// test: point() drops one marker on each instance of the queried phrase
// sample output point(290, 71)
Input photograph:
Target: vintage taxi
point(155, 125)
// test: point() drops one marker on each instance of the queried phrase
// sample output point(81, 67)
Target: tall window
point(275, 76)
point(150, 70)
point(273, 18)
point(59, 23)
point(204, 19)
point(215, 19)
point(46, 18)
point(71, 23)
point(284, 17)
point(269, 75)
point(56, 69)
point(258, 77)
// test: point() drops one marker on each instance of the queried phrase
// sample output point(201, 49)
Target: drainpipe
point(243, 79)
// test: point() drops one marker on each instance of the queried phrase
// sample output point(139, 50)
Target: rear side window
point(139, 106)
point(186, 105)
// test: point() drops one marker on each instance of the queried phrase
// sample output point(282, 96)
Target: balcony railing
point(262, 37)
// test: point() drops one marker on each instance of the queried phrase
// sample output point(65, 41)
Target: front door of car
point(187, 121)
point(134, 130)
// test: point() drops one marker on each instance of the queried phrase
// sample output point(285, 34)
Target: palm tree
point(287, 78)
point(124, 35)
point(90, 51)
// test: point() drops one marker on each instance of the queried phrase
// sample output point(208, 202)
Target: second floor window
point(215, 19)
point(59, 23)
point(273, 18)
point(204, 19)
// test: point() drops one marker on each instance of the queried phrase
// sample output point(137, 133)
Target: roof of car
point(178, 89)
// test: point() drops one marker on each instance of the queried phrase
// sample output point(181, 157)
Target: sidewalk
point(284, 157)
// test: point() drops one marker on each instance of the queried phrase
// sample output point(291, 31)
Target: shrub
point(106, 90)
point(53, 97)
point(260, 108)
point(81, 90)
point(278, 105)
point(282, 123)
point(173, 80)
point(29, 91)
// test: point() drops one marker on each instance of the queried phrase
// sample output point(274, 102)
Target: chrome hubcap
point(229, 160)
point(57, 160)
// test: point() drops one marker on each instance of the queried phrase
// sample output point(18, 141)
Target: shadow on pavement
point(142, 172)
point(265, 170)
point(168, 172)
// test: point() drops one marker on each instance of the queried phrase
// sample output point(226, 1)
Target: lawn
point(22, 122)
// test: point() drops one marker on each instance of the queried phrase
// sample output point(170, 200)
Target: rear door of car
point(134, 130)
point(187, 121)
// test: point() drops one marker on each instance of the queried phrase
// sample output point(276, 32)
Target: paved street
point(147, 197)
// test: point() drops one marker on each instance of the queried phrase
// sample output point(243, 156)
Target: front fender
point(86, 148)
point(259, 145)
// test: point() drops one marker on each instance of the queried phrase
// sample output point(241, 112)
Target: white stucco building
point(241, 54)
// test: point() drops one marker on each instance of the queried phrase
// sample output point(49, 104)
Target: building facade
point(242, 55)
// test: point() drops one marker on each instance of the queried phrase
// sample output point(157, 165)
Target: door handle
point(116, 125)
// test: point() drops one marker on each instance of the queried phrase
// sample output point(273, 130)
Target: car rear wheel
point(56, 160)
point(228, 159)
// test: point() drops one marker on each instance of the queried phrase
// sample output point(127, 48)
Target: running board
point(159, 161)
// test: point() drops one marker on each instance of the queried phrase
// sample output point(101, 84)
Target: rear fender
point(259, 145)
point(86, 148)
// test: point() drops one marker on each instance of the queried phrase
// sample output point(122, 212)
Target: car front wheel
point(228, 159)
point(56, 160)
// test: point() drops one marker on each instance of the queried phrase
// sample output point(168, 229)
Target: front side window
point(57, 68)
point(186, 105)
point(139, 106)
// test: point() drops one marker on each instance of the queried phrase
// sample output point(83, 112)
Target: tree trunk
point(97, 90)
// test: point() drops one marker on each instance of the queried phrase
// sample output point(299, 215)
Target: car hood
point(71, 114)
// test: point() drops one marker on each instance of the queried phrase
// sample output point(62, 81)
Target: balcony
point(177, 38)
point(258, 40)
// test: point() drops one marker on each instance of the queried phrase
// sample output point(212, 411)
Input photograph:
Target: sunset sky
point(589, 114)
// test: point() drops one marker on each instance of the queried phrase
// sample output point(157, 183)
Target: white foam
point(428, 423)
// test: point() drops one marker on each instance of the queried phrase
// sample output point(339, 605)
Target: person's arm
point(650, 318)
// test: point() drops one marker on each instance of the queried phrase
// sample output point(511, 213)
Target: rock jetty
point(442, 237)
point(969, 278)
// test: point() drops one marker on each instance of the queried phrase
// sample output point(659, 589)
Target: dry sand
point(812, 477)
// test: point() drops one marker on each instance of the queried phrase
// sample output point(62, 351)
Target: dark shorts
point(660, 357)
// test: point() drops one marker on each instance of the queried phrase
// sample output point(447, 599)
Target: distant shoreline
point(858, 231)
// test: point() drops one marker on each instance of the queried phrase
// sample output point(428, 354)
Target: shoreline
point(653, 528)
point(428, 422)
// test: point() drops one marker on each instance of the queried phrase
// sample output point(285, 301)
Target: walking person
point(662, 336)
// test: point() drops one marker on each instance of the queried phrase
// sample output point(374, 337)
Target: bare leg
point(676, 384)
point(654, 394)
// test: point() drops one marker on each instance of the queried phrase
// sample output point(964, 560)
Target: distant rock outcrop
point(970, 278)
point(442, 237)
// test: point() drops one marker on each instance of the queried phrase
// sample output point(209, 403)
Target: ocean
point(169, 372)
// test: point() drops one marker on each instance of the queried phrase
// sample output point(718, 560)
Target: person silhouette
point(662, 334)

Task goal:
Copy all of the data above line for line, without changing a single character.

Response to this exercise:
// test: point() drops one marker on each instance of the queried phrase
// sample output point(290, 71)
Input photograph:
Target: vintage taxi
point(155, 125)
// test: point() drops one marker on each instance of the queried phrase
// sample output point(81, 67)
Target: tall window
point(275, 76)
point(150, 70)
point(273, 18)
point(59, 23)
point(204, 19)
point(215, 19)
point(46, 18)
point(71, 23)
point(284, 17)
point(269, 75)
point(56, 69)
point(258, 77)
// test: point() drops one marker on each instance of the queried phrase
// sample output point(201, 49)
Target: drainpipe
point(243, 79)
// test: point() drops one marker on each instance of the queried phrase
// sample output point(139, 50)
Target: rear side window
point(139, 106)
point(186, 105)
// test: point() drops one marker on each instance of the queried phrase
// sample output point(282, 96)
Target: balcony railing
point(262, 37)
// test: point() drops one marker on each instance of the queried phrase
// sample output point(65, 41)
Target: front door of car
point(187, 121)
point(134, 130)
// test: point() drops one marker on each instance of the queried phrase
// sample output point(285, 34)
Target: palm tree
point(287, 78)
point(124, 35)
point(90, 51)
// test: point() drops one marker on each instance of the queried phrase
// sample output point(208, 202)
Target: second floor window
point(215, 19)
point(59, 23)
point(273, 18)
point(204, 19)
// test: point() drops one marker on each instance of the queried phrase
// sample output point(137, 133)
Target: roof of car
point(178, 89)
// test: point() drops one marker on each instance of the queried phrase
// sample output point(181, 157)
Target: sidewalk
point(284, 157)
// test: point() drops one marker on each instance of the queried phrase
// sample output point(291, 31)
Target: shrub
point(106, 90)
point(53, 97)
point(260, 108)
point(81, 90)
point(278, 105)
point(282, 123)
point(173, 80)
point(29, 91)
// test: point() drops one marker on each instance of the queried phrase
// sample output point(274, 102)
Target: chrome hubcap
point(229, 160)
point(57, 160)
// test: point() drops one marker on each instance of the queried phrase
// sample output point(18, 141)
Target: shadow on pavement
point(142, 172)
point(265, 170)
point(168, 172)
// test: point() drops one marker on each instance of the queried phrase
// sample output point(226, 1)
Target: lawn
point(22, 122)
// test: point() drops one marker on each instance of the queried phrase
// sample output point(170, 200)
Target: rear door of car
point(134, 130)
point(187, 121)
// test: point() drops one marker on each instance of the queried phrase
// sample output point(276, 32)
Target: paved street
point(147, 197)
// test: point() drops one marker on each instance of the queried phrase
// sample output point(243, 156)
Target: front fender
point(86, 148)
point(259, 145)
// test: point() drops one marker on each instance of the queried phrase
// sample output point(241, 112)
Target: white stucco building
point(241, 54)
// test: point() drops one marker on each instance of the queried phrase
// sample output point(49, 104)
Target: building facade
point(242, 55)
// test: point() drops one marker on each instance of the queried phrase
// sample output point(157, 165)
Target: door handle
point(116, 125)
// test: point() drops one marker on each instance of the queried phrase
// sample output point(273, 130)
Target: car rear wheel
point(56, 160)
point(228, 159)
// test: point() drops one marker on each instance of the queried phrase
// sample output point(127, 48)
Target: running board
point(159, 161)
// test: point() drops one marker on each instance of the queried phrase
// sample output point(101, 84)
Target: rear fender
point(259, 145)
point(86, 148)
// test: point() drops one marker on each instance of the queried phrase
// sample output point(122, 212)
Target: car front wheel
point(228, 159)
point(56, 160)
// test: point() drops one marker on each instance of the queried phrase
// sample output point(168, 229)
Target: front side window
point(57, 68)
point(186, 105)
point(139, 106)
// test: point() drops one marker on each instance of the queried phrase
// sample output point(83, 112)
Target: tree trunk
point(97, 90)
// test: point() drops one marker on each instance of the queried phrase
// sample output point(299, 215)
Target: car hood
point(71, 114)
// test: point() drops one marker on each instance of the queried phrase
// sample output point(62, 81)
Target: balcony
point(177, 38)
point(258, 40)
// test: point() drops one marker on each instance of the queried phrase
// sample output point(212, 411)
Input photograph:
Target: sunset sky
point(589, 114)
// test: point() drops one marker on each instance of the queried phrase
// sample output point(157, 183)
Target: white foam
point(428, 423)
// test: point() drops one marker on each instance of the queried phrase
// sample output point(339, 605)
Target: person's arm
point(650, 318)
// test: point() drops one marker on each instance of the queried phrase
// sample output point(511, 213)
Target: rock jetty
point(442, 237)
point(969, 278)
// test: point() drops one marker on each instance of the queried phrase
// sample output point(659, 589)
Target: dry sand
point(812, 477)
// test: point() drops one marker on each instance of the queried phrase
// sample output point(62, 351)
Target: dark shorts
point(660, 357)
// test: point() drops one marker on each instance of the queried phrase
// sample output point(447, 599)
Target: distant shoreline
point(858, 231)
// test: point() drops one marker on each instance of the queried phrase
// sample output point(428, 354)
Target: shoreline
point(653, 528)
point(428, 422)
// test: point() drops one marker on each instance of the queried phrase
// sample output point(285, 301)
Target: walking person
point(662, 336)
// test: point() drops one marker on each instance of the queried phrase
// sample output point(374, 337)
Target: bare leg
point(676, 384)
point(654, 394)
// test: point() drops one marker on each instance of the queried phrase
// sample output point(964, 560)
Target: distant rock outcrop
point(970, 278)
point(442, 237)
// test: point() drops one marker on each instance of the queried phrase
// sample output point(209, 403)
Target: ocean
point(169, 372)
// test: point() drops one marker on each instance of the queried phrase
// sample output point(718, 560)
Target: person silhouette
point(662, 334)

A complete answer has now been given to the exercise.